> _THE TASK_
Could you reproduce, from the records below, everything from the line with "Target: straw hat" down to the line with "Mark a point on each instance of the dirt", keeping both of those lines and changing nothing?

***** DATA PROVIDED *****

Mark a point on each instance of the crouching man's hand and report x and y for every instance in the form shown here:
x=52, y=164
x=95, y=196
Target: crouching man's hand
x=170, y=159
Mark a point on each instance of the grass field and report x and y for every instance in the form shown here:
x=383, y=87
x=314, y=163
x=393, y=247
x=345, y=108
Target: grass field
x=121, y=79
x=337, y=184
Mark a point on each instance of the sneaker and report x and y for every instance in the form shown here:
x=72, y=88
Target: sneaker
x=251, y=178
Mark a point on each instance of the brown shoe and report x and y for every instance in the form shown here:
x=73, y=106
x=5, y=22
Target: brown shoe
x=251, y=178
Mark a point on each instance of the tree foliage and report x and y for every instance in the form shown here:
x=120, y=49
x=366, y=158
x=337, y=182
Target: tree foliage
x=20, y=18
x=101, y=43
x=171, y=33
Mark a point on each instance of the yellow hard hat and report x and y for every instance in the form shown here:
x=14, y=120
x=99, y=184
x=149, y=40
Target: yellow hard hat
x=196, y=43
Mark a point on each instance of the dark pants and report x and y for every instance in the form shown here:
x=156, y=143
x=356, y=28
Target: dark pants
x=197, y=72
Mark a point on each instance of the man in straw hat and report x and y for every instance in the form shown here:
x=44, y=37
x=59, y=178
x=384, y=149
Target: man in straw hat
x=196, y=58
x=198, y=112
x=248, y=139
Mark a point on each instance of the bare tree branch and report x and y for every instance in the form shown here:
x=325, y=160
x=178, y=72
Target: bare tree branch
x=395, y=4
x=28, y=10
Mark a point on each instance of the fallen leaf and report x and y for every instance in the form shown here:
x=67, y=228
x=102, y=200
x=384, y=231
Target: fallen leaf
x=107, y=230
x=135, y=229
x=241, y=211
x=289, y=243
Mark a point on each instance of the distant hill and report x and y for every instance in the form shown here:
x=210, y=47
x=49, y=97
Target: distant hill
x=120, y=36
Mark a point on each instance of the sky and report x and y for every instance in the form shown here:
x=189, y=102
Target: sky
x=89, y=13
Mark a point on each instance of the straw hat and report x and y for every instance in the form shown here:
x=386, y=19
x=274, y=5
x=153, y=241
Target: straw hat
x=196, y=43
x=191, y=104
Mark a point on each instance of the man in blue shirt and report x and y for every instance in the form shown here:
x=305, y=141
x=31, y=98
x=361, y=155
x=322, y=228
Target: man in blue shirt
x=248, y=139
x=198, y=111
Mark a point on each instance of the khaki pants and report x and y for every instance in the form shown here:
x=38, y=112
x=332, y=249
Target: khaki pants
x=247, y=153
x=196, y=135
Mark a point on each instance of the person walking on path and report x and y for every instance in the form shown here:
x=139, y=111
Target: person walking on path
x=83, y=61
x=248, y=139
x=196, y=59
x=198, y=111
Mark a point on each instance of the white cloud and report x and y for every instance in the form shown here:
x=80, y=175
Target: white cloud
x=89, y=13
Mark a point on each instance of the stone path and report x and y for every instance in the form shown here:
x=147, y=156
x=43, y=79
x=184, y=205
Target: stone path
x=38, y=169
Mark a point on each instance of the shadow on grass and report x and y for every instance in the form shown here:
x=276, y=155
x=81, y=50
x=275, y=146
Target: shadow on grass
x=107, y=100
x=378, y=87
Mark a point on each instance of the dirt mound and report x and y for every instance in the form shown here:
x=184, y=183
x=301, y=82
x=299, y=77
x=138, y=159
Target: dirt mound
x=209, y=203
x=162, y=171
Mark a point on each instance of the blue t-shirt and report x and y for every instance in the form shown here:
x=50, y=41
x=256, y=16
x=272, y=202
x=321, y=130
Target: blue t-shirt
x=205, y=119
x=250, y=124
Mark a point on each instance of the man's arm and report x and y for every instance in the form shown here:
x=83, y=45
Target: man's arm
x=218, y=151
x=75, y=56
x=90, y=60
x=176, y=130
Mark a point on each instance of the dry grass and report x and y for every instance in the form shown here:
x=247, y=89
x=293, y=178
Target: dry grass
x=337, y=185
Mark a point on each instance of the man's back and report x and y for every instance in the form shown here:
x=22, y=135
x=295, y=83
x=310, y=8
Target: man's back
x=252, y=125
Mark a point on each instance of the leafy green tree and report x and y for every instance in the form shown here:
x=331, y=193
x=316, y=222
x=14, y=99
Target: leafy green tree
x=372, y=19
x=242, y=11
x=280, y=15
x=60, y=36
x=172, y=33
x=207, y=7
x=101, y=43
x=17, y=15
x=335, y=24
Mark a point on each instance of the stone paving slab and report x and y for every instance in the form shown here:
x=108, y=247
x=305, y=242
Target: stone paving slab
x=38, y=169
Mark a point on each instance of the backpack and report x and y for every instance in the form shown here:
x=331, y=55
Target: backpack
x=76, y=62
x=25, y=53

*****

> _SOLUTION TO THE EXERCISE_
Target: straw hat
x=196, y=43
x=191, y=104
Mark a point on each instance of the man in blue shirt and report x and y for every instance in the form shown here:
x=305, y=141
x=31, y=98
x=361, y=155
x=322, y=228
Target: man in blue shirt
x=248, y=139
x=198, y=111
Mark a point on each instance of the khaki pants and report x and y for every instance in the form shown here:
x=38, y=112
x=332, y=249
Target: khaki pants
x=247, y=153
x=196, y=135
Mark a point on each instance of the person walking on path and report x and y for every instance in the form shown here:
x=139, y=111
Target: person walking on path
x=83, y=61
x=248, y=139
x=196, y=59
x=198, y=111
Mark a point on each instance of the white cloud and report x and y for every instance in the form shown here:
x=80, y=175
Target: white cloud
x=89, y=13
Mark a point on each instance of the stone path and report x and y for every instance in the form shown here:
x=147, y=156
x=43, y=79
x=184, y=205
Target: stone path
x=38, y=169
Mark a point on each instance of the shadow on grass and report x and y for every instance in the form shown here:
x=276, y=155
x=81, y=50
x=275, y=146
Target: shadow on grass
x=107, y=100
x=378, y=87
Mark a point on each instance of the dirt mound and report x and y for every instance in the form shown here:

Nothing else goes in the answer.